При том угнетенном положении, какое занимали в Австро-Венгрии чехи, театр сосредоточивал в себе почти всю национальную жизнь, то едва ли не единственное учреждение, в котором свободно лился национальный язык. Здесь, как в клубе, объединялись все национальные силы.
Театр управлялся комитетом. Администраторами тогда были: директор Шморанц и «драматург театра» Квапиль. Его жена занимала положение первой актрисы, занимала с полным правом таланта. Цены на места были невысокие, и к повышению их комитет относился очень ревниво.
Мои первоначальные переговоры месяц назад не привели ни к чему. Не было никакой возможности везти труппу туда, где полный сбор не достигал половины наших расходов. А увеличить цены комитет не разрешал.
_ _ _ _
** Задание 1 **
Перескажите короче, списком, абзац фрагмента текста, который начинается словами «Театр управлялся комитетом». Сохраните основные факты.
** Задание 2 **
Ответьте по фрагменту текста на вопросы:
(a) Какое учреждение было едва ли не единственным, где свободно звучал национальный язык чехов?
(b) Кто был директором театра?
(c) Сколько времени назад прошли первоначальные переговоры?
** Задание 3 **
Перечислите всех людей, связанных с театром, которых упоминает фрагмент текста, и укажите положение каждого.
_ _ _ _
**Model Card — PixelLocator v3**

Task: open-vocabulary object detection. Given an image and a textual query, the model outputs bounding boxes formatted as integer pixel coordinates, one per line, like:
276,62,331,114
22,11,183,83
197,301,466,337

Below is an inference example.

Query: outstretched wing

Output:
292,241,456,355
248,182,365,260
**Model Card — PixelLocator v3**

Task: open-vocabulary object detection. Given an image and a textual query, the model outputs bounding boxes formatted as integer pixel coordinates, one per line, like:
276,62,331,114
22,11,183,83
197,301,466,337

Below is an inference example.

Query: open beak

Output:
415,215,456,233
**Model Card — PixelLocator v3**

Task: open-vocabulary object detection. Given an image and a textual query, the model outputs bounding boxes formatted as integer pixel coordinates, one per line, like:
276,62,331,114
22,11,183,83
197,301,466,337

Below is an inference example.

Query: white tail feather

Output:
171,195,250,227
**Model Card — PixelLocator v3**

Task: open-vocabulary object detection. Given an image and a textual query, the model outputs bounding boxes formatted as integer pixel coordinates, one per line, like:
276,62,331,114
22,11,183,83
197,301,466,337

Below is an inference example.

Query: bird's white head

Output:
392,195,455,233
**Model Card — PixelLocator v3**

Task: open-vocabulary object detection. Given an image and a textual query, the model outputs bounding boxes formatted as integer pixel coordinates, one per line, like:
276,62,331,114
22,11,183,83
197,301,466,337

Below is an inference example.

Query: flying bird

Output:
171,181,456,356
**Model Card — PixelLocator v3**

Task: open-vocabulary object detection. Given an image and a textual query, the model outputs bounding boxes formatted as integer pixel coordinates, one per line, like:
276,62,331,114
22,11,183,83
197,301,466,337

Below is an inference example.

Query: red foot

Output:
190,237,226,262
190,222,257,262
_ _ _ _
** Ответ 1 **
- Театром управлял комитет.
- Администраторы: директор Шморанц и «драматург театра» Квапиль.
- Жена Квапиля по праву таланта занимала положение первой актрисы.
- Цены на места были невысокими, и комитет ревниво относился к их повышению.

** Ответ 2 **
(a) Театр.
(b) Шморанц.
(c) Месяц назад.

** Ответ 3 **
- Шморанц — директор.
- Квапиль — «драматург театра».
- Жена Квапиля — первая актриса.